======== Given data ========
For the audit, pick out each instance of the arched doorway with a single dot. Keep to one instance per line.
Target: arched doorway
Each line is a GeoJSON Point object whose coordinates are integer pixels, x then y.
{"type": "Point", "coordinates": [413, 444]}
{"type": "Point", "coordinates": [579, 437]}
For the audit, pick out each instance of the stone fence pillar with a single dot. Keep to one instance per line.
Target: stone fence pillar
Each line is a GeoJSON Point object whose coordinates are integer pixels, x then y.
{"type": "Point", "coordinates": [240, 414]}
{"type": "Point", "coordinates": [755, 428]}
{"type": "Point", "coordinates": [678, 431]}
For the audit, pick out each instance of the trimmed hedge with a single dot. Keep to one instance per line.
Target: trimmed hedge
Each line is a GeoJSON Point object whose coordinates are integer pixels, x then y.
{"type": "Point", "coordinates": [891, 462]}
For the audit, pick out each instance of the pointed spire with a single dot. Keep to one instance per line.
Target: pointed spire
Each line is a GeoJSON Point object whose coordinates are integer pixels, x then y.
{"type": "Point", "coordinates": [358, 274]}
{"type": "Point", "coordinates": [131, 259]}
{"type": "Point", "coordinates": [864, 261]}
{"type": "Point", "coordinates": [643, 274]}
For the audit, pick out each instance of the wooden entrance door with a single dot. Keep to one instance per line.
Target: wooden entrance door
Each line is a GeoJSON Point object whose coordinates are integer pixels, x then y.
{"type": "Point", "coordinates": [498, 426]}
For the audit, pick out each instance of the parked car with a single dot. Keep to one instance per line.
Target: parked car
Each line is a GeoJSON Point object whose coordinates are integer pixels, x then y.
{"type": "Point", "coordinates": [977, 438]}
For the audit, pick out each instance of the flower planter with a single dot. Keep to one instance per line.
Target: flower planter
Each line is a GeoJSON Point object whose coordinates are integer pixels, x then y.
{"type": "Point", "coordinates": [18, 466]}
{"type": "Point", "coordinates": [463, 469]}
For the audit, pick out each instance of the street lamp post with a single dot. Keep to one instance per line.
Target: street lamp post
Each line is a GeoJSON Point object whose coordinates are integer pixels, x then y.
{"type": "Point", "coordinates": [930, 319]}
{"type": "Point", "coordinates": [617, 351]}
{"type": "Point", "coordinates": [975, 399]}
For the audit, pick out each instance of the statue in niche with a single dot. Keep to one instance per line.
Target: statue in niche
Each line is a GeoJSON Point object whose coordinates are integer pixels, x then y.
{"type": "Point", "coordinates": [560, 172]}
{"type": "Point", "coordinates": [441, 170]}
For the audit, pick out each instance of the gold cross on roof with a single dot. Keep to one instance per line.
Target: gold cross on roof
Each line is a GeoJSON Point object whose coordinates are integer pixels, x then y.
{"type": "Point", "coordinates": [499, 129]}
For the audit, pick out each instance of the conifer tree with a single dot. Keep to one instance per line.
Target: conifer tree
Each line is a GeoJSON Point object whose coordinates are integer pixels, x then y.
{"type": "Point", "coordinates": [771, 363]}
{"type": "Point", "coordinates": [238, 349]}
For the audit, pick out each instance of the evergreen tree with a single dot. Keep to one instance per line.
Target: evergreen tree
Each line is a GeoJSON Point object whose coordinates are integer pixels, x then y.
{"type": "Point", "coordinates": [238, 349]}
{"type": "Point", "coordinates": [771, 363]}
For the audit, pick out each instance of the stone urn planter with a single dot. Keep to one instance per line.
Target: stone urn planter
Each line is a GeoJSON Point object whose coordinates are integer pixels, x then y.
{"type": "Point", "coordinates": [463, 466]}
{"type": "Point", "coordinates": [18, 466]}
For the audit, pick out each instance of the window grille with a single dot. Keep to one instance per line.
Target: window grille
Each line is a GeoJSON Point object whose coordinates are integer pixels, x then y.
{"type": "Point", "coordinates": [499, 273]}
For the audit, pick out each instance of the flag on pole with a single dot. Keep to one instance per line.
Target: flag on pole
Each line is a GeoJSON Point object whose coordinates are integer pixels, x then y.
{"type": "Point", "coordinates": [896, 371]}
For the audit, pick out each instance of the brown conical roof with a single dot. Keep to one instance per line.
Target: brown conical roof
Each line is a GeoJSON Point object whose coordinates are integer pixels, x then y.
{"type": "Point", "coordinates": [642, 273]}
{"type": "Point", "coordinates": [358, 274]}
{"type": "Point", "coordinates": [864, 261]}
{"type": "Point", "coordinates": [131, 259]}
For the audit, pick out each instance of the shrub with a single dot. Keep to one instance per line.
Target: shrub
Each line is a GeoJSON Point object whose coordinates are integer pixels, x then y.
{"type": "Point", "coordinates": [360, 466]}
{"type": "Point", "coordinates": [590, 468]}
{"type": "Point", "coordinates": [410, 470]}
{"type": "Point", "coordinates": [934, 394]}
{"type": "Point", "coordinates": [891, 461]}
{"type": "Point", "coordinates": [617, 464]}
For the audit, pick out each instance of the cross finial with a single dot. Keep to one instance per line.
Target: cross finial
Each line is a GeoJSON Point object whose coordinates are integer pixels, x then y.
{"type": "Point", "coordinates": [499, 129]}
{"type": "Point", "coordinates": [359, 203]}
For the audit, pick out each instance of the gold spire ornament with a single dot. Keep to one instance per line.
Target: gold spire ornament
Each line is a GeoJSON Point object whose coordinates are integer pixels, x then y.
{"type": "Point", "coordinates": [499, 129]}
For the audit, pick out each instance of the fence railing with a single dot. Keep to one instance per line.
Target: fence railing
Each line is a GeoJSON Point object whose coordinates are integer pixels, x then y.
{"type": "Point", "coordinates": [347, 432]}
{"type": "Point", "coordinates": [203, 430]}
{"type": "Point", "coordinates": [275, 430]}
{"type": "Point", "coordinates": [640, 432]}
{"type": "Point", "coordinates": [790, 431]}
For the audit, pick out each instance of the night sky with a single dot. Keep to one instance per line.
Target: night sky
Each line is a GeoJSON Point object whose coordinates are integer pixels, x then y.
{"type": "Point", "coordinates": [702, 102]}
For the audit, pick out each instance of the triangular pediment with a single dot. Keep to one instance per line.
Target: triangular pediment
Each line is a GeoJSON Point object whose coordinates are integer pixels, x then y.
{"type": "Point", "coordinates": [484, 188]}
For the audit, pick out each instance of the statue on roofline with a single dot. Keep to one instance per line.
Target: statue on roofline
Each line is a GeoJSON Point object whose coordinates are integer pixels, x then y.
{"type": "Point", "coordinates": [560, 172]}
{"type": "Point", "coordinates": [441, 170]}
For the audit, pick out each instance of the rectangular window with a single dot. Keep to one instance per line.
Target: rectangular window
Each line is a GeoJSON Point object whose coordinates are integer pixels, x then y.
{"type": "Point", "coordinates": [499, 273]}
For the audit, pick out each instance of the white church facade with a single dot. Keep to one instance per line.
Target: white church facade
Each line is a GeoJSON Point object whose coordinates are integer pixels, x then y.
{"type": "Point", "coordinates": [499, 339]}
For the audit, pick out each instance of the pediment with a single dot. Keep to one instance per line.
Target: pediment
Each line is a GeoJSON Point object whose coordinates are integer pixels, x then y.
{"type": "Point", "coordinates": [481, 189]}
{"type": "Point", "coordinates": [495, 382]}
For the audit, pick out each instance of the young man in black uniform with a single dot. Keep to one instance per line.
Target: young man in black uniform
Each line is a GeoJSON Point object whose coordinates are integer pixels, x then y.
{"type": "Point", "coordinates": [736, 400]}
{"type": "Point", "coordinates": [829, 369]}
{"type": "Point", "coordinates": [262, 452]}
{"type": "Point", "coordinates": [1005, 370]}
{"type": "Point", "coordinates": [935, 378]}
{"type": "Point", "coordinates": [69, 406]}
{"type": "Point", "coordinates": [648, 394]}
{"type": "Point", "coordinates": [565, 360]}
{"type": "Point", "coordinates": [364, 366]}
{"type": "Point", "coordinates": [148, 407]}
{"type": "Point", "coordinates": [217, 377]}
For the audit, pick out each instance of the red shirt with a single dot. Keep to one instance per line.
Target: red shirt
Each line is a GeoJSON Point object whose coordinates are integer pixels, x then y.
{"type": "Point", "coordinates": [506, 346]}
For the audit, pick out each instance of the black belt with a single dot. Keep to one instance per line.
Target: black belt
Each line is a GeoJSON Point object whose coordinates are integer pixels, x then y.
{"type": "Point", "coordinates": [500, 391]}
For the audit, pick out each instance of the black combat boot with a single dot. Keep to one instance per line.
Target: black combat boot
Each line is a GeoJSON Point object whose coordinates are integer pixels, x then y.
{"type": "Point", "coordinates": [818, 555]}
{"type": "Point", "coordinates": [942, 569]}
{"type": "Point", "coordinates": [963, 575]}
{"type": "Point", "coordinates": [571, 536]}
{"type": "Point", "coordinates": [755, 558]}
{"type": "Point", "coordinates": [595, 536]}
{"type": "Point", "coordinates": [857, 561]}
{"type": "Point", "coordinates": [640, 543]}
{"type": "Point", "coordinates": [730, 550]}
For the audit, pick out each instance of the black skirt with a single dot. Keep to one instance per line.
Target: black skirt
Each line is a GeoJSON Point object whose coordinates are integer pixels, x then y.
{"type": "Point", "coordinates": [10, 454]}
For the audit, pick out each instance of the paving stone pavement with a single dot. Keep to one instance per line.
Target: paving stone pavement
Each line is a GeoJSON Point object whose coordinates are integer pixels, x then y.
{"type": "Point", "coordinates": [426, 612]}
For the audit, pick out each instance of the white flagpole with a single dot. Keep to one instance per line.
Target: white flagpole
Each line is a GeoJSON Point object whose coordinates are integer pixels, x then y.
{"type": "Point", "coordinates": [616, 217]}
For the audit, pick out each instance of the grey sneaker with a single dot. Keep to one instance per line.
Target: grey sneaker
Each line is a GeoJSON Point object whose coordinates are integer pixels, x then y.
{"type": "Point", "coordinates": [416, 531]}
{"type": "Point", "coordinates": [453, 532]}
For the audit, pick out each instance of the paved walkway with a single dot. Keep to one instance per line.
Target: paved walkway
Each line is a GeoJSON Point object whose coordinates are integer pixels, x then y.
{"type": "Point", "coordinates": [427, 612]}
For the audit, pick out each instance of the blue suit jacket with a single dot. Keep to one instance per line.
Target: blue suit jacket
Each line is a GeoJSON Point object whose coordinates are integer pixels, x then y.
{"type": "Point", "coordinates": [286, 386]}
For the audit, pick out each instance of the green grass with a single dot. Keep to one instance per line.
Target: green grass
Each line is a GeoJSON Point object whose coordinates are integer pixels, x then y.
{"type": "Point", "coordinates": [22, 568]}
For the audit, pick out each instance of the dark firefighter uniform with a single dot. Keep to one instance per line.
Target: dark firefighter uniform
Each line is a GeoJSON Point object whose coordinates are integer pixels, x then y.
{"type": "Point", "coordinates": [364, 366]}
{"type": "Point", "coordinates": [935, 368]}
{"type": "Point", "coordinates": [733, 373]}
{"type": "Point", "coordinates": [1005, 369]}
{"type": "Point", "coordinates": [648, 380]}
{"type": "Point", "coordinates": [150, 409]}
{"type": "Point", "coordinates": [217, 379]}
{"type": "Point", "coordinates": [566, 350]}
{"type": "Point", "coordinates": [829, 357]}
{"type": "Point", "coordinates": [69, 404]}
========
▶ [Task instructions]
Rewrite the part of the entries that opens with the line containing "For the audit, pick out each instance of the dark" and runs through the end of the entries, replacing "firefighter uniform" with "turnout gear" and leaving everything else unchanged.

▶ [Expected answer]
For the audit, pick out each instance of the dark turnout gear with a single dot. Keep to one instance per line.
Target: dark turnout gear
Each line is a GeoJSON Point object whose coordinates are integer pixels, x then y.
{"type": "Point", "coordinates": [364, 366]}
{"type": "Point", "coordinates": [935, 368]}
{"type": "Point", "coordinates": [733, 373]}
{"type": "Point", "coordinates": [1005, 369]}
{"type": "Point", "coordinates": [648, 380]}
{"type": "Point", "coordinates": [150, 409]}
{"type": "Point", "coordinates": [217, 379]}
{"type": "Point", "coordinates": [566, 350]}
{"type": "Point", "coordinates": [829, 357]}
{"type": "Point", "coordinates": [69, 404]}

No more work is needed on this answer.